Position annotation records:
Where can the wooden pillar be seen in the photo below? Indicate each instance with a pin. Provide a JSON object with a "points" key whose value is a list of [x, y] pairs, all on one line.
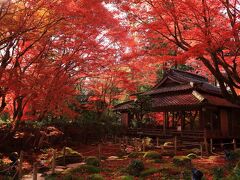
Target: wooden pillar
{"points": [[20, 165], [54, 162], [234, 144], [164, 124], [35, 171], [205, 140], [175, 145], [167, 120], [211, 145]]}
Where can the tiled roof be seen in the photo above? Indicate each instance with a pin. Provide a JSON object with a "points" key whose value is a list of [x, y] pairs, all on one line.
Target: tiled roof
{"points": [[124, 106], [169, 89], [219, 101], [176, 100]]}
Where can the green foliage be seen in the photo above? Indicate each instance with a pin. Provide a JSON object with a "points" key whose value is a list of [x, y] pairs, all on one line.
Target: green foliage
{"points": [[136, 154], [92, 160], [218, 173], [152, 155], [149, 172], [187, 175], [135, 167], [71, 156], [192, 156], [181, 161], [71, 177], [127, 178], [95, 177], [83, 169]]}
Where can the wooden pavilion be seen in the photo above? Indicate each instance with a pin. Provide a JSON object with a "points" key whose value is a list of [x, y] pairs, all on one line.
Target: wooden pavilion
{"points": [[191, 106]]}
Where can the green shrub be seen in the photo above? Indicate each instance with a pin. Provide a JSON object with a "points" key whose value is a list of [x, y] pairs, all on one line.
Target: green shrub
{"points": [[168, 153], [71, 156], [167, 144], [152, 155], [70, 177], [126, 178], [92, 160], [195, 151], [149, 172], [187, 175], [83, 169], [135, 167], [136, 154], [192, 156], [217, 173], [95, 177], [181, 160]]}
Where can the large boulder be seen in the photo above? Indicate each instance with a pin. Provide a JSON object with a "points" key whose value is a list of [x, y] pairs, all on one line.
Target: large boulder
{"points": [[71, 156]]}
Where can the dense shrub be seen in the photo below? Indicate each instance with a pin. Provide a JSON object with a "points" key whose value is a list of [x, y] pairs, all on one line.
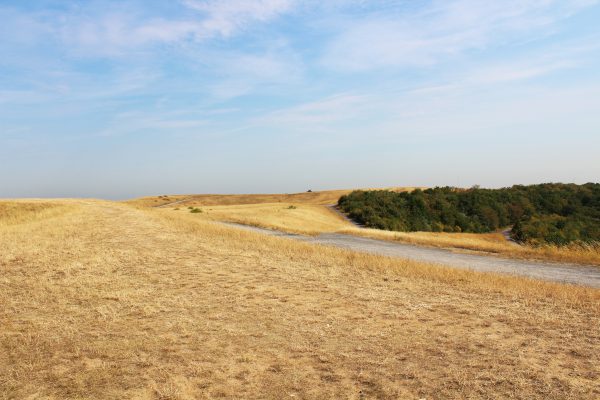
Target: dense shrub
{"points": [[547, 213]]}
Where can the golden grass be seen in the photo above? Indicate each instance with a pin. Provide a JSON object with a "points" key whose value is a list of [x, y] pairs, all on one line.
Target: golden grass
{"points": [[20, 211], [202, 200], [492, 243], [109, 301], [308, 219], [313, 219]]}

**Task brief:**
Reproduce the entire listing above line for line without any changes, omitting the pictures.

**Task answer:**
Where can the wooden pillar be seen in the photo below? Indicate each instance with a pin. Provide a JSON object with a "points" key whose value is a list of [x, y] pairs, all on one line.
Target: wooden pillar
{"points": [[20, 165], [54, 162], [234, 144], [164, 124], [35, 171], [205, 140], [175, 145], [167, 120], [211, 145]]}
Where can the tiled roof be seen in the photo above? Indicate each instance with a pin. Provide a JSON object with a "points" key whose value is a list of [x, y] pairs, all on one line.
Target: tiled roof
{"points": [[124, 106], [169, 89], [219, 101], [176, 100]]}
Where can the green foliage be seen in the photo above? Indicate each instance with a pin. Provide a JSON object with a "points" key whose value is a list of [x, y] pairs, all on one line.
Target: green foliage
{"points": [[136, 154], [92, 160], [218, 173], [152, 155], [149, 172], [187, 175], [135, 167], [71, 156], [192, 156], [181, 161], [71, 177], [127, 178], [95, 177], [83, 169]]}
Where can the wooden pavilion be seen in the photo above? Indicate each instance with a pin. Provide a JSON object with a "points" key whose value is a list of [x, y] pairs, all on one line.
Target: wooden pavilion
{"points": [[191, 106]]}
Where can the green shrub be seen in the photo above? Indicate each instance with a pin. Provide a JSON object with a "points" key whose value is a list of [x, y] pairs, all on one line.
Target: green shrub
{"points": [[168, 153], [71, 156], [167, 144], [152, 155], [70, 177], [126, 178], [92, 160], [195, 151], [149, 172], [187, 175], [83, 169], [135, 167], [136, 154], [192, 156], [217, 173], [95, 177], [181, 160]]}
Where can the large boulder be seen in the photo above? Indicate each instance with a pin. Provide a JSON object with a "points" key whose value is a list of [x, y] pairs, all on one line.
Target: large boulder
{"points": [[71, 156]]}
Where can the dense shrub be seen in the photo below? Indicate each instance with a pin. Provide a JSON object with a "points" key whose value is a list of [x, y] pairs, all on one line.
Target: dense shrub
{"points": [[547, 213]]}
Where can the golden grass be seen in the photo above? Indicate each instance with a pin. Provide a JSON object with a "points" key whose value is a list of [x, y] pairs, all on one line.
Target: golden grass
{"points": [[20, 211], [202, 200], [492, 243], [109, 301], [308, 219], [313, 219]]}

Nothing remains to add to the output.